Por Sol Pilar
De repente todo se oscureció, se hizo un silencio entre divertido y temeroso, quedamos expectantes ante la incertidumbre que produce el saber que algo inusual está pasando. No es normal que para comer tengamos que vendarnos los ojos, quedarnos sin vista como decimos coloquialmente, pero desde que la voz de Orlando nos conminó cariñosamente a colocarnos los antifaces ciegos hasta que sentí cómo una mano me guiaba hacia la copa recién depositada en la mesa tuve una sensación de extravío.
Fueron sólo unos segundos casi de soledad extrema. Digo casi porque el oído supo erigirse como el mejor de los centinelas, pero aún así no era capaz de llevar las imágenes de lo que estaba sucediendo como lo podía haber hecho la vista, y fue cuando sucedió el milagro. Ante esa falta tan importante, el tacto tomó el mando, hizo una exploración del terreno e inmediatamente dio paso al olfato, una gran responsabilidad para la de tener que identificar los aromas que desprendían aquellos alimentos y encima convencer al sentido más dependiente de la vista como es el gusto de que aquello se podía saborear. Y lo convenció. Vaya que si lo hizo y ahí empezó la fiesta, fueron cinco platos que maridaron perfectamente con las bebidas seleccionadas para cada uno de ellos.

* * *

[Requisitos del ejercicio]:
[A] Explica en una a tres oraciones por qué, según el relato, la soledad de aquellos segundos fue solo «casi» extrema.
[B] Indica, por favor, cuántos platos se sirvieron según el relato.
Los ítems no tienen relación con el relato.

[Ítems de registro]:
* * *

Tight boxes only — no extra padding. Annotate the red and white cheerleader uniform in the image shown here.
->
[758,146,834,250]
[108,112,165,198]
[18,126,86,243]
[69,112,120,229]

* * *

[Respuestas]:
[A] Fue solo «casi» extrema porque el oído supo erigirse como el mejor de los centinelas. Aun así, no era capaz de llevar las imágenes de lo que estaba sucediendo como lo habría hecho la vista.

[B] Se sirvieron cinco platos.